Work to do.
Reproduce, word for word, every line starting at the line that contains "of the horse's" and ending with the final line of the entries.

▬▬▬▬▬▬

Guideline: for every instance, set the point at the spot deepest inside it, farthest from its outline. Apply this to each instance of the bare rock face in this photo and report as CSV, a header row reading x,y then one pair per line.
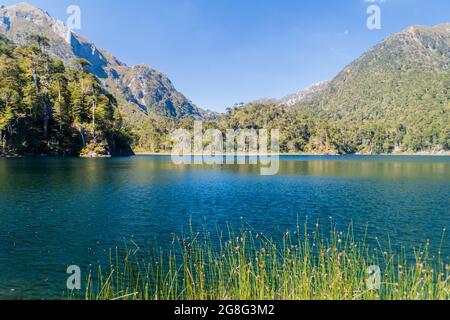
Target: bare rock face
x,y
140,90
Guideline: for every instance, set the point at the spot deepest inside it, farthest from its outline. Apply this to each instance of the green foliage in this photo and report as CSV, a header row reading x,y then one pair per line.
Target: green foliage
x,y
303,265
46,108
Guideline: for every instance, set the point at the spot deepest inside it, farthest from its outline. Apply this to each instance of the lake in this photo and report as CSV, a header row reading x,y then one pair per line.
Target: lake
x,y
60,212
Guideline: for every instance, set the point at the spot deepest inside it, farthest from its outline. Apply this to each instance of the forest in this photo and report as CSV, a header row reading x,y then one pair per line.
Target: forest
x,y
48,109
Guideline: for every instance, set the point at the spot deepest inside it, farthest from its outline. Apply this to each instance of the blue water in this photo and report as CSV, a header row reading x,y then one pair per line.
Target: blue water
x,y
59,212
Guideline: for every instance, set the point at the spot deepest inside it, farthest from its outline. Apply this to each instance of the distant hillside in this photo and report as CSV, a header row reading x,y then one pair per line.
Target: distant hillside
x,y
405,79
305,95
395,98
140,90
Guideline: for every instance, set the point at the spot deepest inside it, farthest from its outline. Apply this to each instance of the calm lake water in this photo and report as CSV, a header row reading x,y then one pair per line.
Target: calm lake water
x,y
60,212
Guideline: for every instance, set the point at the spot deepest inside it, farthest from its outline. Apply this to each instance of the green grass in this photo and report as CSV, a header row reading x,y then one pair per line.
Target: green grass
x,y
303,266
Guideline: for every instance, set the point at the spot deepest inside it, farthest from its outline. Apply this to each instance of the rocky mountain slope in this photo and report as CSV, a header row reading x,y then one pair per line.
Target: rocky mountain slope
x,y
140,90
406,78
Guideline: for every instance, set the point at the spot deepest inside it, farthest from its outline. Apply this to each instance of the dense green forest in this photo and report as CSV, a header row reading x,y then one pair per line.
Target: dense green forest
x,y
46,108
395,98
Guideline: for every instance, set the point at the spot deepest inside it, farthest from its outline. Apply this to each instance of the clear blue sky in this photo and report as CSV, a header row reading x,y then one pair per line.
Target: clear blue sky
x,y
221,52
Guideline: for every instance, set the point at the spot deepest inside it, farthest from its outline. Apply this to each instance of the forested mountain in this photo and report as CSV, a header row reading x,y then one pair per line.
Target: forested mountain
x,y
395,98
140,91
46,108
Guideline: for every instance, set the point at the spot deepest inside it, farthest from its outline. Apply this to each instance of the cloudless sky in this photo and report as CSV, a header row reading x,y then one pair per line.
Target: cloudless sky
x,y
221,52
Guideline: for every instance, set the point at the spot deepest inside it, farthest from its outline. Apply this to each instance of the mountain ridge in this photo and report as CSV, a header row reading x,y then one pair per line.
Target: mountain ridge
x,y
155,94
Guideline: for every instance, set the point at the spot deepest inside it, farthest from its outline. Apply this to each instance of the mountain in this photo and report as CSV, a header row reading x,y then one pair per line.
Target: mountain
x,y
405,79
304,95
140,90
394,98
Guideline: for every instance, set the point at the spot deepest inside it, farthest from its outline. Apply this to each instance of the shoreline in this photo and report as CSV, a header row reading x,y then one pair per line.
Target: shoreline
x,y
164,154
418,154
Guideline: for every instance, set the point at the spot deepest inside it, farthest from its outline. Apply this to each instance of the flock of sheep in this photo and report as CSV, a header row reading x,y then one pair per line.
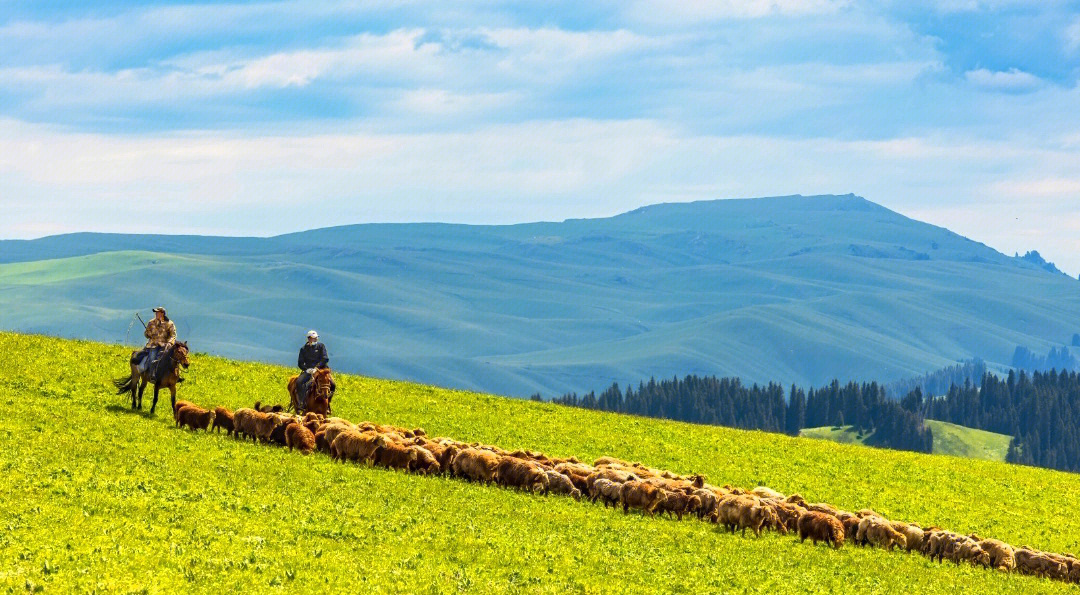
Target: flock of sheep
x,y
618,484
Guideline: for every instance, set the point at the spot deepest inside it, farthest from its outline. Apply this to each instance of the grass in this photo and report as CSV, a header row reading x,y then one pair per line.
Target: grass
x,y
100,499
960,441
790,289
949,438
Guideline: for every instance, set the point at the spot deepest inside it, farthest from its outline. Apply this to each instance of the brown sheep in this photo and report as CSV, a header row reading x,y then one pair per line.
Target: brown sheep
x,y
392,455
242,422
850,524
678,503
268,408
426,461
177,405
639,495
558,483
223,418
1002,556
763,491
820,526
278,434
707,499
476,464
606,490
883,535
522,473
350,445
194,417
260,426
298,436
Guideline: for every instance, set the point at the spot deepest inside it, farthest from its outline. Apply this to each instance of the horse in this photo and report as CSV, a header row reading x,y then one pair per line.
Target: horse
x,y
318,397
163,375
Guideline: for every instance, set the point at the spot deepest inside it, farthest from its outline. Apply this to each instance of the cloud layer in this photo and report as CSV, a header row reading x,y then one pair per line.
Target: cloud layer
x,y
228,116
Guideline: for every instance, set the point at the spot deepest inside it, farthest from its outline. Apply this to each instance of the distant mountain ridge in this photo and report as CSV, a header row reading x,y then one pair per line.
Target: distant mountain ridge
x,y
792,288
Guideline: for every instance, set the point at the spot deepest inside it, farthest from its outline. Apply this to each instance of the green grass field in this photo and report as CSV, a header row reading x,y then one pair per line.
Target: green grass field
x,y
100,499
949,438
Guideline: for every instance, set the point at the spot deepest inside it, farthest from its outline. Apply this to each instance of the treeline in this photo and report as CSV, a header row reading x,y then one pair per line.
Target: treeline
x,y
1040,410
940,381
728,402
1057,359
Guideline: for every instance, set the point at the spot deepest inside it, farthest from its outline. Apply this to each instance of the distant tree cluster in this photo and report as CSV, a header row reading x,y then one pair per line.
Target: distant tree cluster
x,y
1057,359
1040,410
728,402
939,382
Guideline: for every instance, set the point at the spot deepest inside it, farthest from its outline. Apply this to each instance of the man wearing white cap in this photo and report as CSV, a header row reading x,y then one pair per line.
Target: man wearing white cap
x,y
312,356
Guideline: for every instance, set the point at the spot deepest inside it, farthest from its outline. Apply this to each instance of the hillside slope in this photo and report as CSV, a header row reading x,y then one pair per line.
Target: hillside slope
x,y
949,438
169,510
794,289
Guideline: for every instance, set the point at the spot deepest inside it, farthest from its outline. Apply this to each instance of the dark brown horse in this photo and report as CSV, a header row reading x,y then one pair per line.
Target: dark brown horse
x,y
318,397
164,375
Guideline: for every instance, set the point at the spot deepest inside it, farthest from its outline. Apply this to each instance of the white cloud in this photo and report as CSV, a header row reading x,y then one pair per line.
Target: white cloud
x,y
702,11
1002,80
203,181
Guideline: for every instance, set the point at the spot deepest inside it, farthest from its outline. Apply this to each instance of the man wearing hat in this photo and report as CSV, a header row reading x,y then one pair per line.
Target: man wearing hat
x,y
312,356
160,334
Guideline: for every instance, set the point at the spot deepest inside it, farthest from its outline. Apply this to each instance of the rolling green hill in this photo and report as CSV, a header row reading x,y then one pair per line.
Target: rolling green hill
x,y
97,498
793,289
949,438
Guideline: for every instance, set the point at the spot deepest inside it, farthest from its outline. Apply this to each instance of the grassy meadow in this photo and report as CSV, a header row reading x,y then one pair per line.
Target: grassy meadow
x,y
102,499
949,438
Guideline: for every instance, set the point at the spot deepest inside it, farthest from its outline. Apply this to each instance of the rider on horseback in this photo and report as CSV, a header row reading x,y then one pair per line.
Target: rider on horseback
x,y
160,335
312,356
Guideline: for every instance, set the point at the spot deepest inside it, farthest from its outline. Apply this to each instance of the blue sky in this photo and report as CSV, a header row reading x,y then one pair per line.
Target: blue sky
x,y
259,118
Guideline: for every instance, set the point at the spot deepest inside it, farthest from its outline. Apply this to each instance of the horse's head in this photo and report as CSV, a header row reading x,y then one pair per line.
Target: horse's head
x,y
180,354
322,381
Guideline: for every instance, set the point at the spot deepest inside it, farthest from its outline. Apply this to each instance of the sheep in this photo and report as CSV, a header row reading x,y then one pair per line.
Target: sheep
x,y
278,434
223,418
763,491
351,445
558,483
178,405
639,495
707,499
747,512
259,426
678,503
426,461
883,535
521,473
194,417
298,436
267,408
1002,555
820,526
606,490
915,537
476,464
392,455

▬▬▬▬▬▬

The reply.
Guideline: for every instance, set the point at the spot deepest inside it, farthest from its outline. Apply this to each instance of the horse's head in this photo and report as CSV, a header row reading x,y then one pair per line.
Target: horse's head
x,y
180,354
322,381
Guideline: for every instance, set the point at the spot deepest inside it, farthest from its outline. Apply this to each instance of the sheep in this photo and report as CSV, a header row reading x,y then one pair per line.
Target: sheep
x,y
278,434
223,418
763,491
351,445
558,483
178,405
639,495
707,499
747,512
259,426
678,503
426,461
883,535
521,473
194,417
298,436
267,408
1002,555
820,526
606,490
915,537
476,464
392,455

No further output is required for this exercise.